▸ **Exercise**
Show each line of the data below in which "green" occurs.

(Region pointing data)

□ □ □ □ □

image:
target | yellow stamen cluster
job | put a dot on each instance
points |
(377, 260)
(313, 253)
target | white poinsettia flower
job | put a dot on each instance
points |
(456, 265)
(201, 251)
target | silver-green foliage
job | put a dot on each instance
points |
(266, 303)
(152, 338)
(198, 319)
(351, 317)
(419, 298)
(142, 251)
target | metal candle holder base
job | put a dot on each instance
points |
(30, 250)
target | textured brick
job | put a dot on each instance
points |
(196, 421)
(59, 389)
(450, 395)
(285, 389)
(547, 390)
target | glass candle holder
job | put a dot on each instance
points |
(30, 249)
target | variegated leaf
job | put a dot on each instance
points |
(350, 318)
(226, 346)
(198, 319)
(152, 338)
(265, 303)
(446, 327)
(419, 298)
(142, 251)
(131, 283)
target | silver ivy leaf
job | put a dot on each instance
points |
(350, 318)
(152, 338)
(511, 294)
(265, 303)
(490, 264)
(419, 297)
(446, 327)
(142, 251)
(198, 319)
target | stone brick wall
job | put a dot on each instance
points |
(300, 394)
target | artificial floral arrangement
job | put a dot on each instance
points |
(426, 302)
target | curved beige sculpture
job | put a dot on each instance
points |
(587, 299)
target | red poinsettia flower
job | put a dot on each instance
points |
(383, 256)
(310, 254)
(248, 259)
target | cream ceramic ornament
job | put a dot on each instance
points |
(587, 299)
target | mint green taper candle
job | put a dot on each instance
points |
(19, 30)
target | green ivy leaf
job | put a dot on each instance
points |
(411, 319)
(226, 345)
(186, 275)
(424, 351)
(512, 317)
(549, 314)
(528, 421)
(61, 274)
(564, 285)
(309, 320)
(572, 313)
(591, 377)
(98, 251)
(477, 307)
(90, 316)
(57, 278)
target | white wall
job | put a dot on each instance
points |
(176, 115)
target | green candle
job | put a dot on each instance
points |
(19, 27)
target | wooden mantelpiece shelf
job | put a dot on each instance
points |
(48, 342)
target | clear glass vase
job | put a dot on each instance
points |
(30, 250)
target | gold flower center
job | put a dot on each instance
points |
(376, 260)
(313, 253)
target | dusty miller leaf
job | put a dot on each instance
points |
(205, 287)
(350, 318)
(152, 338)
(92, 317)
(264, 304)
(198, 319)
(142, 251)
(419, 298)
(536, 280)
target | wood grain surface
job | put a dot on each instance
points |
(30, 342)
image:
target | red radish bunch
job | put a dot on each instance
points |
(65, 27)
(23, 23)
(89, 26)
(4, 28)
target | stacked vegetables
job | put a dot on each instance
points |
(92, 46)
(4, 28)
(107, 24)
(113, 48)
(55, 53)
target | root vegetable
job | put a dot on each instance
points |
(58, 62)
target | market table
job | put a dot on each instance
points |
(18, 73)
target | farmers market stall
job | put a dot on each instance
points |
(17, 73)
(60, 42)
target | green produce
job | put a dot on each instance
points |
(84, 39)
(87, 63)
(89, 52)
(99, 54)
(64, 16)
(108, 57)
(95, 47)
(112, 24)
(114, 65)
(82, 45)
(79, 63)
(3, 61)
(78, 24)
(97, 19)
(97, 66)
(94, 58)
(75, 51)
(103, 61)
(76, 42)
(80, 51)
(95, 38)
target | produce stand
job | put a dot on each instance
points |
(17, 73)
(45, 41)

□ □ □ □ □

▸ **Answer to the exercise**
target | silver-green foliage
target | mint green taper candle
target | green ivy leaf
target | green candle
target | green produce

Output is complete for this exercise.